YOUR INSTRUCTIONS: Please copy each line of the records below that holds the word "chest".

*** Block opens ***

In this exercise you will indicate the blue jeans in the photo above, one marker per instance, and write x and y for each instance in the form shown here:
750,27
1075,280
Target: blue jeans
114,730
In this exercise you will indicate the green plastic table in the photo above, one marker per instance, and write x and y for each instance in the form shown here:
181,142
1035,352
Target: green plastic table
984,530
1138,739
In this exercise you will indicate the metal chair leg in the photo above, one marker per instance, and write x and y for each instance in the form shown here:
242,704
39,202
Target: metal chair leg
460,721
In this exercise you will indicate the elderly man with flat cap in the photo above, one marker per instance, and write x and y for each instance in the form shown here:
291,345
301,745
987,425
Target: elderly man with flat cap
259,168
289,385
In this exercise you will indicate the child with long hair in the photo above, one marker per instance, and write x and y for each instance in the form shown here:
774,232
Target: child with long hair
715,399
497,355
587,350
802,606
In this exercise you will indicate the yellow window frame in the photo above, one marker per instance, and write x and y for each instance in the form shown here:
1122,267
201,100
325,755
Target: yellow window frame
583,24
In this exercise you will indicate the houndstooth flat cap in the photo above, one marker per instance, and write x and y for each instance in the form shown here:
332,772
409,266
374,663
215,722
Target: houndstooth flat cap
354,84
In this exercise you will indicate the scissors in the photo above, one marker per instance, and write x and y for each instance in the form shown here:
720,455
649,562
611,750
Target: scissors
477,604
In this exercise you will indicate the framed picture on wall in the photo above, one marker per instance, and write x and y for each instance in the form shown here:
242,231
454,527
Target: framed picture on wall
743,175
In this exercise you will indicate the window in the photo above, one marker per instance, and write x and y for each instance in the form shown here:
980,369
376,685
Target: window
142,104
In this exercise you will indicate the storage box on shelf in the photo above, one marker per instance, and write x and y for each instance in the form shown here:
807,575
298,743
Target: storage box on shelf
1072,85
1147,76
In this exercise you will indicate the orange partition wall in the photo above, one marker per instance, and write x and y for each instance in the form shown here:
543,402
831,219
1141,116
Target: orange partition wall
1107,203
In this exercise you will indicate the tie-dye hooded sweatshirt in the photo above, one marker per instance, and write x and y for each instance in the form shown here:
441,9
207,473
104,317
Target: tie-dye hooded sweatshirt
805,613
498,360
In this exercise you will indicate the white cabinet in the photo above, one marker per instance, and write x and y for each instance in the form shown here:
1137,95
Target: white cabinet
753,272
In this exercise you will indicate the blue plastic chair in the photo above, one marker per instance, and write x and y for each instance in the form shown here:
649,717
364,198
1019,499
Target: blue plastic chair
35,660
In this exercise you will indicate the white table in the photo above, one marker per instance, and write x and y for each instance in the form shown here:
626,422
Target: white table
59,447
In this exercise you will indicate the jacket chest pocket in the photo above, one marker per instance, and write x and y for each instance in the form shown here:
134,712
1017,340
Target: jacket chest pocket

*** Block closes ***

RESULT:
In this exercise you will indicate the jacket chest pocket in the photo above, one marker per instance, and write x and y for each instance in the form shown here:
Target: jacket chest pocket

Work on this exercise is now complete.